*Work required*
Reproduce, word for word, the lines of the records below, beginning with the line that contains "Excuse me, could I trouble you to find every deep" and continuing through the last line of the records.

BEGIN Data provided

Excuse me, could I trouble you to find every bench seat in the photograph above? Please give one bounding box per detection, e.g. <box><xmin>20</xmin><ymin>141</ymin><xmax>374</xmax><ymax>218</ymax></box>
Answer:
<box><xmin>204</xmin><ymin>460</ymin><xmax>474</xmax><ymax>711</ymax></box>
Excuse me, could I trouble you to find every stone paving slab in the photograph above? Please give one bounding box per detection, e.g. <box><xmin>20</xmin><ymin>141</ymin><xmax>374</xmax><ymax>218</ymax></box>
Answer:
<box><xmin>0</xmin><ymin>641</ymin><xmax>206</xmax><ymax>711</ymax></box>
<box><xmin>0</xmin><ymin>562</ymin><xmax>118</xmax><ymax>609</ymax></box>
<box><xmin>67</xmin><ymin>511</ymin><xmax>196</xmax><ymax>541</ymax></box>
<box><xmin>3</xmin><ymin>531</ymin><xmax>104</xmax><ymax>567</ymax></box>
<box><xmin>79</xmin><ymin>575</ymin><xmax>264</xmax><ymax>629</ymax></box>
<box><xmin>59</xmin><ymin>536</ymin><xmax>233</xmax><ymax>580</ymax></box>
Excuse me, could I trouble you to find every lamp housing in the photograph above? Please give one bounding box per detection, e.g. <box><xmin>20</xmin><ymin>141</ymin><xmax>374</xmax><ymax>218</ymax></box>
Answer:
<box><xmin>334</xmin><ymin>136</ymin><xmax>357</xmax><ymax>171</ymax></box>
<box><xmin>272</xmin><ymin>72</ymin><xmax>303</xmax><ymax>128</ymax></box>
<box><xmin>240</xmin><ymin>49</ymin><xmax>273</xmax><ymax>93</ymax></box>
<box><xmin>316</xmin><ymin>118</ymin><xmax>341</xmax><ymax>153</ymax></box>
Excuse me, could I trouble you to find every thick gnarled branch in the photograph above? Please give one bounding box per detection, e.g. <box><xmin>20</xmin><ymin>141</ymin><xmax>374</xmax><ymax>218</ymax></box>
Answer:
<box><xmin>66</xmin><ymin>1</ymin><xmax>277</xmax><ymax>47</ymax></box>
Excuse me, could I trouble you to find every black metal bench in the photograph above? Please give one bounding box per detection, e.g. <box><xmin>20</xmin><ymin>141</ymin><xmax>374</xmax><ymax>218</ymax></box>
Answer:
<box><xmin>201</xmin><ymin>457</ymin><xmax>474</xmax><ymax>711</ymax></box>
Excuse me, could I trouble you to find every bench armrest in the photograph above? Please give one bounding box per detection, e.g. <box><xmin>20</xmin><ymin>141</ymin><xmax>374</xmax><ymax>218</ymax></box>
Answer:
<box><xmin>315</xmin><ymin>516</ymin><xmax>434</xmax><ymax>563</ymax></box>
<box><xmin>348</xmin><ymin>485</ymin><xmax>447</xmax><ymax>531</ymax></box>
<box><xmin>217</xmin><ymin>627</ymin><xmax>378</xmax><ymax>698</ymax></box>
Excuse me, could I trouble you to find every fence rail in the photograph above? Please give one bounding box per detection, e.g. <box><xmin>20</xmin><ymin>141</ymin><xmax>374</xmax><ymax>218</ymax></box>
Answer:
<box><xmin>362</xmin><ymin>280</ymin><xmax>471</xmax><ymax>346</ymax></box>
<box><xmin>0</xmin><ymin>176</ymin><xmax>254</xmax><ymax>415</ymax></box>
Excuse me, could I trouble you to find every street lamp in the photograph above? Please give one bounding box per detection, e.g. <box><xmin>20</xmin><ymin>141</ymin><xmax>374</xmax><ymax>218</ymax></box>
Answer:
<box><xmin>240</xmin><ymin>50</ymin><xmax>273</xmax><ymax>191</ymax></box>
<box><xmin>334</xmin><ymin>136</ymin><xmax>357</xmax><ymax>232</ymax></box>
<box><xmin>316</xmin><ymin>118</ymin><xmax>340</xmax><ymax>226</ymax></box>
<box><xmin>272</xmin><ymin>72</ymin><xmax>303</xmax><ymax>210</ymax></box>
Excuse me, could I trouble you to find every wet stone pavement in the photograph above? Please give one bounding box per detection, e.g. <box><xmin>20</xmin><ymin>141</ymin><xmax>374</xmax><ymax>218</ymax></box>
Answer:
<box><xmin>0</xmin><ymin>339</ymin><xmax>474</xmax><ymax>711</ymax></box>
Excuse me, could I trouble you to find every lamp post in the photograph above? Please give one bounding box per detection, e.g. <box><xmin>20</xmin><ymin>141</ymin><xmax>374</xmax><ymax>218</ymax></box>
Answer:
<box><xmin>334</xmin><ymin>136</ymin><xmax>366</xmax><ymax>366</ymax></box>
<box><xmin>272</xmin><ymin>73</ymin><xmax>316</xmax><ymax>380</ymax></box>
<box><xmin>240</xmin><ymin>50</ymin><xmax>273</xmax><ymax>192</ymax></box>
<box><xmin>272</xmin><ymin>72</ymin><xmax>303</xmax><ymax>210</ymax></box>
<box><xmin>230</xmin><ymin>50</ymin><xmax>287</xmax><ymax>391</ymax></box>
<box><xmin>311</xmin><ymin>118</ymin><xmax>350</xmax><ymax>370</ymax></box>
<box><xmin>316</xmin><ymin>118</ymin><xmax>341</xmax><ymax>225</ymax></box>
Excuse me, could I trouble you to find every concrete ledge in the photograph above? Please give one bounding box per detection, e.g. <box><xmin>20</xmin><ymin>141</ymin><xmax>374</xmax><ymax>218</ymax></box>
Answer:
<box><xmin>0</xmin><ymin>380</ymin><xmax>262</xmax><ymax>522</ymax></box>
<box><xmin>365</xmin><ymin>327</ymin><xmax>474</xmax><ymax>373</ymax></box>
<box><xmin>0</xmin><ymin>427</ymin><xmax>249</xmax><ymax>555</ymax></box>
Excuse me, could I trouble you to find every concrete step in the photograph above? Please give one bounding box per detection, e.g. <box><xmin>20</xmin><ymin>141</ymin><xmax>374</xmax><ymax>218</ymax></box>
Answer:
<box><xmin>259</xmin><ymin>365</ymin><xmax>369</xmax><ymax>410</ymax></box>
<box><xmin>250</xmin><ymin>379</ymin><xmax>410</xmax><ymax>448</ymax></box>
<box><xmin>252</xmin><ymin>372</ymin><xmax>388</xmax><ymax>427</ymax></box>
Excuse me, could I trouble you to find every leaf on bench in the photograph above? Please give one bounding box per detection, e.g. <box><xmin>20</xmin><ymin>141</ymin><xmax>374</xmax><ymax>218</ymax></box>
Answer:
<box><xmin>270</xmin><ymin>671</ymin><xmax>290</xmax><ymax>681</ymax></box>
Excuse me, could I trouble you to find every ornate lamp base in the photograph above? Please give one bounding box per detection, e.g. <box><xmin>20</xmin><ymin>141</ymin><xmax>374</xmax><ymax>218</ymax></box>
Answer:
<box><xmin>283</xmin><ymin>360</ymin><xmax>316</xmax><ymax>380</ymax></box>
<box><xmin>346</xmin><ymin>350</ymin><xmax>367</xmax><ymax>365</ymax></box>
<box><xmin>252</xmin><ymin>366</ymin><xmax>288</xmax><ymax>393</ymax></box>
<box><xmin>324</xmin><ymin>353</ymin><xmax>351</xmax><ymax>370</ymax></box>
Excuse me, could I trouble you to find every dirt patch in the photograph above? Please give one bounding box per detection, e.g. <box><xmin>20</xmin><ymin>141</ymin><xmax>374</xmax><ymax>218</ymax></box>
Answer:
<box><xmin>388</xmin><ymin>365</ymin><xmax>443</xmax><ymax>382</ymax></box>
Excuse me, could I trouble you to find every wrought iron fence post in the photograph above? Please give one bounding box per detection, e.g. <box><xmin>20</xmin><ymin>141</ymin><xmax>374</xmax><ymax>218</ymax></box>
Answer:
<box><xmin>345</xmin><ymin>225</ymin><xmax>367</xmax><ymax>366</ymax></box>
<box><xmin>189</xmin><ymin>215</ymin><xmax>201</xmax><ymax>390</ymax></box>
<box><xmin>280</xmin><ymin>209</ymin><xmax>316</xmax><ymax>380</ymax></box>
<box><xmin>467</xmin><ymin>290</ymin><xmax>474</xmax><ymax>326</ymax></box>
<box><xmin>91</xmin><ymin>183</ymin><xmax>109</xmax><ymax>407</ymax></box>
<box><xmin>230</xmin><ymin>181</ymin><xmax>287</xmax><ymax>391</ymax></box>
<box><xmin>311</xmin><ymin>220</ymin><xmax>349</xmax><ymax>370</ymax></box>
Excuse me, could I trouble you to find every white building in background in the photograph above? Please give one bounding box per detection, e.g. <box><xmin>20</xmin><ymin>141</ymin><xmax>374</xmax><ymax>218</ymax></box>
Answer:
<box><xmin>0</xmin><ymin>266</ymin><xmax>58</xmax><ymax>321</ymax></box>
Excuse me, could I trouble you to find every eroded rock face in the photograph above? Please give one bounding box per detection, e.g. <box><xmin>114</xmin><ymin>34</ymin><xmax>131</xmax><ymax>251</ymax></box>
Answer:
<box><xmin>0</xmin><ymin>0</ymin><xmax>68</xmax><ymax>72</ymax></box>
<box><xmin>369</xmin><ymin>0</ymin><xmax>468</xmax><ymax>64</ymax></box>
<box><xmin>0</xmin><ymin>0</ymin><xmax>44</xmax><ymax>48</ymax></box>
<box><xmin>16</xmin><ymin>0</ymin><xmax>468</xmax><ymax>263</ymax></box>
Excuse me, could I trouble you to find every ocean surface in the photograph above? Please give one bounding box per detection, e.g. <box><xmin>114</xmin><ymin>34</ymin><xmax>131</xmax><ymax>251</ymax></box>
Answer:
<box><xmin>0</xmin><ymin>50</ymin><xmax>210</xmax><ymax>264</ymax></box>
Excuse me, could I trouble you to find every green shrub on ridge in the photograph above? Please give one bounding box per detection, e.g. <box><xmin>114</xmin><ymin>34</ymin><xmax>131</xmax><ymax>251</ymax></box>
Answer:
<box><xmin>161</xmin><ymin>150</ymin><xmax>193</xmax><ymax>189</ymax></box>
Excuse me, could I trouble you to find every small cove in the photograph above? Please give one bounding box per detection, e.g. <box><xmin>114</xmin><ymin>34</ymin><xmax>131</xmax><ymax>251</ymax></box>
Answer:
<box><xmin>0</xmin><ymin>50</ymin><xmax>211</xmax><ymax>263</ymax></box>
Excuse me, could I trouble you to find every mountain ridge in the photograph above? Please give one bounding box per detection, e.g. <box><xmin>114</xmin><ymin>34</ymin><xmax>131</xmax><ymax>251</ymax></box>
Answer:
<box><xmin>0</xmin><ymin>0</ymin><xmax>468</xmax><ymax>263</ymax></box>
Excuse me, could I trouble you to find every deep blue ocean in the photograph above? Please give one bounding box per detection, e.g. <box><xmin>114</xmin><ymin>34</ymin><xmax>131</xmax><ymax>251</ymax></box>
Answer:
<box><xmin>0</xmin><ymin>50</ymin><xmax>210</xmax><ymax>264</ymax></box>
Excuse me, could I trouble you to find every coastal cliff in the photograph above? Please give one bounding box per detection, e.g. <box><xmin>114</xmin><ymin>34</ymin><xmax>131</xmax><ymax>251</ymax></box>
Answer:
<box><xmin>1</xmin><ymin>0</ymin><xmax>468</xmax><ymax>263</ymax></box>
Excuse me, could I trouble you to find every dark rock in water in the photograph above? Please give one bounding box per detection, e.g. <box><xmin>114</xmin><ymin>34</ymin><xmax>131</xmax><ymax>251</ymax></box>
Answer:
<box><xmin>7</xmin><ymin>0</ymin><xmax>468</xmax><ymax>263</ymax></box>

END Data provided

*Correct response*
Excuse me, could I trouble you to find every deep blue ocean in the photograph above? Please give one bounding box per detection, e.g. <box><xmin>114</xmin><ymin>34</ymin><xmax>131</xmax><ymax>251</ymax></box>
Answer:
<box><xmin>0</xmin><ymin>50</ymin><xmax>210</xmax><ymax>264</ymax></box>
Excuse me, could I trouble you to find every coastal cliff in the photograph above? Please give one bounding box per detection, e.g. <box><xmin>114</xmin><ymin>34</ymin><xmax>131</xmax><ymax>251</ymax></box>
Answer:
<box><xmin>1</xmin><ymin>0</ymin><xmax>468</xmax><ymax>263</ymax></box>
Excuse me, could I trouble you to find every dark rock in water in the photograph above? Please give one bounding box per detection, e.g. <box><xmin>114</xmin><ymin>34</ymin><xmax>131</xmax><ymax>251</ymax></box>
Answer:
<box><xmin>7</xmin><ymin>0</ymin><xmax>468</xmax><ymax>263</ymax></box>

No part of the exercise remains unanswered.